* **Exercises**:
A – Answer these questions from the passage on regulation and taxation of independent producers:
(i) At what levels are the activities of U.S. exploration and production companies regulated?
(ii) When is the federal budget expected to be proposed?
(iii) Which states are named as places where higher gross production tax rates have been proposed?
B – Edit the dataset rows by changing every "lichen on wall" to "moss on wall", and write them out with nothing else changed. Omit the pictures from your answer.

* **Document passage**:
◇ ◇ ◇ ◇ ◇

The activities of exploration and production companies operating in the U.S. are subject to extensive regulation
at the federal, state and local levels. Changes to existing laws and regulations or new laws and regulations such as
those described below could, if adopted, have an adverse effect on our business.
Taxation of Independent Producers
A federal budget is expected to be proposed in early March 2014. The Company anticipates that this budget will
include similar proposals related to the oil and gas industry as have been included in the past several federal budgets.
These proposals would potentially increase and accelerate the payment of federal income taxes of independent
producers of natural gas and oil. Proposals that would significantly affect us would repeal the expensing of intangible
drilling costs, repeal the percentage depletion allowance and increase the amortization period of geological and
geophysical expenses. In addition, legislative changes to increase the gross production tax rate have been proposed
in certain states in which we operate, including Ohio and Oklahoma. These changes, if enacted, will make it more
costly for us to explore for and develop our natural gas and oil resources.

◇ ◇ ◇ ◇ ◇

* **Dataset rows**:

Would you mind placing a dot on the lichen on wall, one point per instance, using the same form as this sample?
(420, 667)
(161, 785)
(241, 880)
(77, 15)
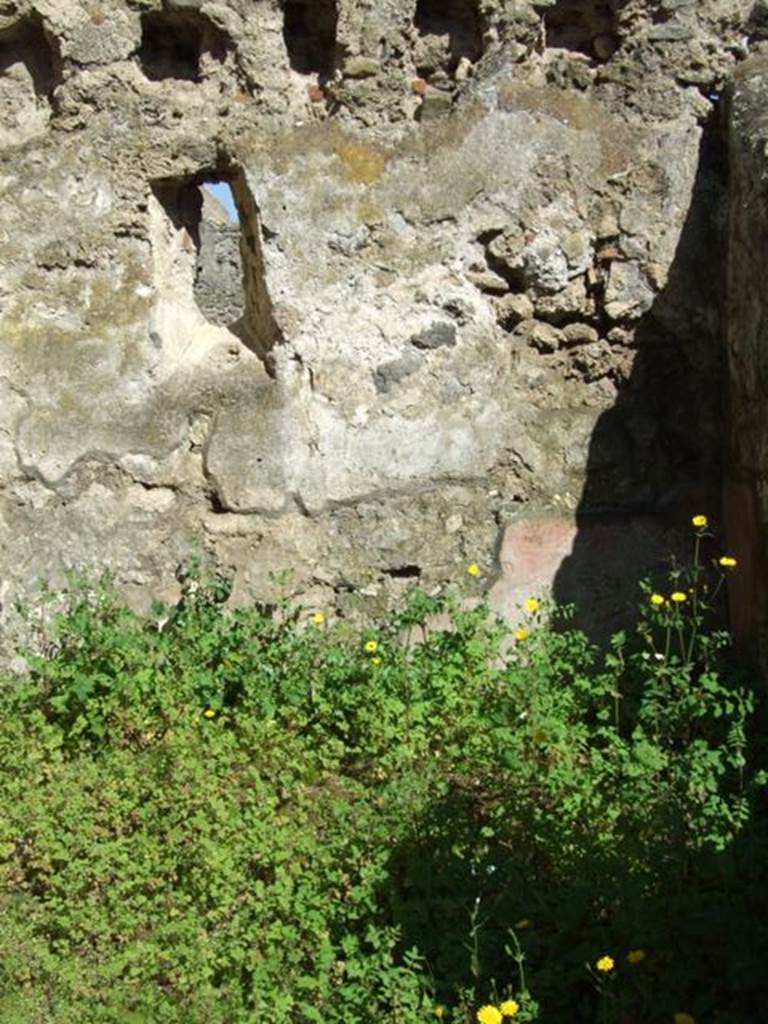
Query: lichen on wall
(475, 273)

◇ ◇ ◇ ◇ ◇

* **Solutions in order**:
A –
(i) Federal, state and local levels.
(ii) Early March 2014.
(iii) Ohio and Oklahoma.

B –
Would you mind placing a dot on the moss on wall, one point per instance, using the same form as this sample?
(420, 667)
(161, 785)
(241, 880)
(77, 15)
Query: moss on wall
(475, 273)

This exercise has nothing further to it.